▶ Provided text
# 📌 Neural Networks (Basics) - A Complete Guide

This notebook provides a **detailed breakdown** of fundamental neural network concepts, including:  
✔ **Perceptron & Multi-layer Perceptron (MLP)**  
✔ **Activation Functions & Their Derivatives**  
✔ **Forward & Backpropagation with Detailed Math**  
✔ **Gradient Descent for Neural Networks**  
✔ **Implementation in PyTorch & Keras**

---

## 📖 1. Introduction to Neural Networks

Neural Networks are inspired by the **human brain** and consist of **layers of neurons** that transform input data through weighted connections.  

### 🔹 Why Use Neural Networks?
✔ **Can model complex relationships** between inputs and outputs.  
✔ **Can approximate any function (Universal Approximation Theorem)**.  
✔ **Used in deep learning applications like NLP, Vision, and Reinforcement Learning**.  

---

## 🧮 2. The Perceptron: The Basic Building Block

### 🔹 1. The Perceptron Model  
A perceptron is a **single-layer neural network** that performs **binary classification**:

$$
y = f(W \cdot X + b)
$$

where:
- **$X$** = Input vector
- **$W$** = Weights
- **$b$** = Bias
- **$f$** = Activation function

---

### 🔹 2. Perceptron Learning Rule

1. Initialize weights randomly.  
2. Compute the **weighted sum** of inputs:  

   $$
   z = W \cdot X + b
   $$

3. Apply an **activation function** (e.g., step function):

   $$
   y = \text{sign}(z)
   $$

4. **Update weights** using the perceptron update rule:

   $$
   W := W + \alpha (y_{\text{true}} - y_{\text{pred}}) X
   $$

5. Repeat until convergence.

✅ **Limitations**:  
- Can only solve **linearly separable** problems (e.g., AND, OR).
- **Cannot solve XOR** → Requires Multi-Layer Perceptrons (MLPs).

---

# 📖 3. Multi-Layer Perceptron (MLP)

A **Multi-Layer Perceptron (MLP)** consists of:
- **Input Layer**
- **Hidden Layers** (with non-linear activations)
- **Output Layer**

Each neuron in layer **$l$** receives input **$a^{(l-1)}$** from the previous layer:

$$
z^{(l)} = W^{(l)} a^{(l-1)} + b^{(l)}
$$

$$
a^{(l)} = f(z^{(l)})
$$

where:
- **$W^{(l)}$** = Weights of layer **$l$**  
- **$b^{(l)}$** = Bias  
- **$f$** = Activation function  

✅ **MLPs can learn complex patterns, including XOR**.

▶ Extracted data
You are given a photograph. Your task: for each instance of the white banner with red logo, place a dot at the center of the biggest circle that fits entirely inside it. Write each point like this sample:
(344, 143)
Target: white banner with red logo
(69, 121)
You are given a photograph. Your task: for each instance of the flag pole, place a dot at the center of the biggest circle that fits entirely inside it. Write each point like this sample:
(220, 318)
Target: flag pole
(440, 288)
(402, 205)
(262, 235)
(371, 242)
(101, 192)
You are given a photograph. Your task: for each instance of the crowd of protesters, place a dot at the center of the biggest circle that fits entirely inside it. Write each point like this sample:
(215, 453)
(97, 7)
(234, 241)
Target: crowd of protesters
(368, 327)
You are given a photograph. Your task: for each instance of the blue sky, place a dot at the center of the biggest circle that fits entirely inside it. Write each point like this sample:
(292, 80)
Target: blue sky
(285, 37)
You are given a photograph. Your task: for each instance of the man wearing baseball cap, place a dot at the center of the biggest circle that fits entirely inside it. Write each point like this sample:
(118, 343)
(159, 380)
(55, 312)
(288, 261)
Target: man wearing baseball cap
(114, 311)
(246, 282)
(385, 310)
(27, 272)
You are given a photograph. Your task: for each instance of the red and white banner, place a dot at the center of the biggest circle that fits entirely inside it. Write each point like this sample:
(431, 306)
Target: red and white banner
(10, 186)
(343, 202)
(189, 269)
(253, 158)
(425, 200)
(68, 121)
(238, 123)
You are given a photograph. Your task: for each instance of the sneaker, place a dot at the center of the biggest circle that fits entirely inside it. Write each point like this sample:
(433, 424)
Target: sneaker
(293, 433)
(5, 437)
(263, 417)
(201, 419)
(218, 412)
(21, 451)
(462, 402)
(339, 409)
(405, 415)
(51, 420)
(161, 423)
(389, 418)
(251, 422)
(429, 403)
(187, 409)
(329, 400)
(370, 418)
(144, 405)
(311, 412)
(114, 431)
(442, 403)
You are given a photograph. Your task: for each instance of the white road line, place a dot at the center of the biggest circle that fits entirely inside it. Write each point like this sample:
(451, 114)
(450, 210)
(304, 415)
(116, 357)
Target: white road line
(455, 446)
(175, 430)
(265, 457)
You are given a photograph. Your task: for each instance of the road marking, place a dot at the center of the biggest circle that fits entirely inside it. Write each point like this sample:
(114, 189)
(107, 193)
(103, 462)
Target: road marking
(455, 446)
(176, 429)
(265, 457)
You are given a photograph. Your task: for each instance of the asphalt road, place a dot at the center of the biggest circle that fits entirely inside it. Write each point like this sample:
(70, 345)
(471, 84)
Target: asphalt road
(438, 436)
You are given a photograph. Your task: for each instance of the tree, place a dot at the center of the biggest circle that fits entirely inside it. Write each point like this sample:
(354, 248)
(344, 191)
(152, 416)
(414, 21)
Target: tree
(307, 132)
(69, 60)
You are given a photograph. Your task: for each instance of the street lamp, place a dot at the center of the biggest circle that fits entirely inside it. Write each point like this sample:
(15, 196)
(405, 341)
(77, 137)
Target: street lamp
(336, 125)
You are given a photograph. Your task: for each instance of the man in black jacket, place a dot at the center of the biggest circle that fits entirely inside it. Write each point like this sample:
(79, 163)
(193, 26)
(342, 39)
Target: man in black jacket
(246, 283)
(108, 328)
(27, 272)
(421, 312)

▶ Set exercise 1
In the neural networks guide, which problems can a single perceptron solve?
▶ Set exercise 2
Carry the neural networks guide on from its last line.
The material placed after the neural networks guide is separate from it.

▶ Expected output 1
Only linearly separable problems, such as AND and OR.

▶ Expected output 2
---

## 📖 4. Activation Functions & Their Derivatives

### 🔹 1. Sigmoid Function
Used in binary classification:

$$
f(z) = \frac{1}{1 + e^{-z}}
$$

Derivative:

$$
f'(z) = f(z) (1 - f(z))
$$

✅ **Smooth, differentiable**  
⚠ **Suffers from vanishing gradients**  

---

### 🔹 2. ReLU (Rectified Linear Unit)
Most popular in deep networks:

$$
f(z) = \max(0, z)
$$

Derivative:

$$
f'(z) =
\begin{cases}
1, & z > 0 \\
0, & z \leq 0
\end{cases}
$$

✅ **Faster convergence**  
⚠ **Can cause dead neurons (ReLU dying problem)**  

---

### 🔹 3. Softmax Function
Used in multi-class classification:

$$
f(z_i) = \frac{e^{z_i}}{\sum_j e^{z_j}}
$$

Gradient:

$$
\frac{\partial f}{\partial z_i} = f(z_i) (1 - f(z_i))
$$

---

## 📖 5. Backpropagation: Training Neural Networks

To train an MLP, we use **Backpropagation**, which updates weights based on the **chain rule of calculus**.

### 🔹 1. Compute Loss Function
For **binary classification**, we use **Binary Cross-Entropy**:

$$
J(\theta) = - \frac{1}{m} \sum_{i=1}^{m} y_i \log(\hat{y}_i) + (1 - y_i) \log(1 - \hat{y}_i)
$$

For **multi-class classification**, we use **Categorical Cross-Entropy**:

$$
J(\theta) = - \sum_{i=1}^{m} \sum_{j=1}^{k} y_{ij} \log(\hat{y}_{ij})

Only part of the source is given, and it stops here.